§ REQUIRED WORK: The span to repeat in the listing below runs from the line containing "Where can you find the decorative" to the line containing "Where can you find the white blanket?", inclusive. Repeat it exactly, and only it.

§ DATA SECTION:
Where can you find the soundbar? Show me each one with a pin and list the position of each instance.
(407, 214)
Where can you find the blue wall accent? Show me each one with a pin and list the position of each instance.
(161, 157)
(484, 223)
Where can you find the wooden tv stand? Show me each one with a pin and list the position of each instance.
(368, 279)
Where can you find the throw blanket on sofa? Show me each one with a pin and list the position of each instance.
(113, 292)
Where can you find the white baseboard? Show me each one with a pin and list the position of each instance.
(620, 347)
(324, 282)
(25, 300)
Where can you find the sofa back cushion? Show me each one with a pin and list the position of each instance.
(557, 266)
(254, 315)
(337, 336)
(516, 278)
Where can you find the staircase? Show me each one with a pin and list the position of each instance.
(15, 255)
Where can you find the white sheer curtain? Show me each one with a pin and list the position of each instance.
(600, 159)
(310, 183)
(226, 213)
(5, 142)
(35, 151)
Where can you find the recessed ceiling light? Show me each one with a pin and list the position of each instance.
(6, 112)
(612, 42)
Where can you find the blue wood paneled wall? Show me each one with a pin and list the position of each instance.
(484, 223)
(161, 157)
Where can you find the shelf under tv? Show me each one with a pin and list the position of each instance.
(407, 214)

...

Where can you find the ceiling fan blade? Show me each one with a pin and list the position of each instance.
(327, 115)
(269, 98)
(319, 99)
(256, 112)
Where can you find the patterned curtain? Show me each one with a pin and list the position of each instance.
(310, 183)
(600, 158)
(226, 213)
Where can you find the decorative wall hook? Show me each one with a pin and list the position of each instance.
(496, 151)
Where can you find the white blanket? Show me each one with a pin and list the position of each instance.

§ OUTPUT FOR THIS TASK:
Where can you find the decorative wall hook? Show me each one with a pin and list the position of each instance.
(496, 151)
Where can you find the white blanket? Show me each one with a pin and list the position of each instance.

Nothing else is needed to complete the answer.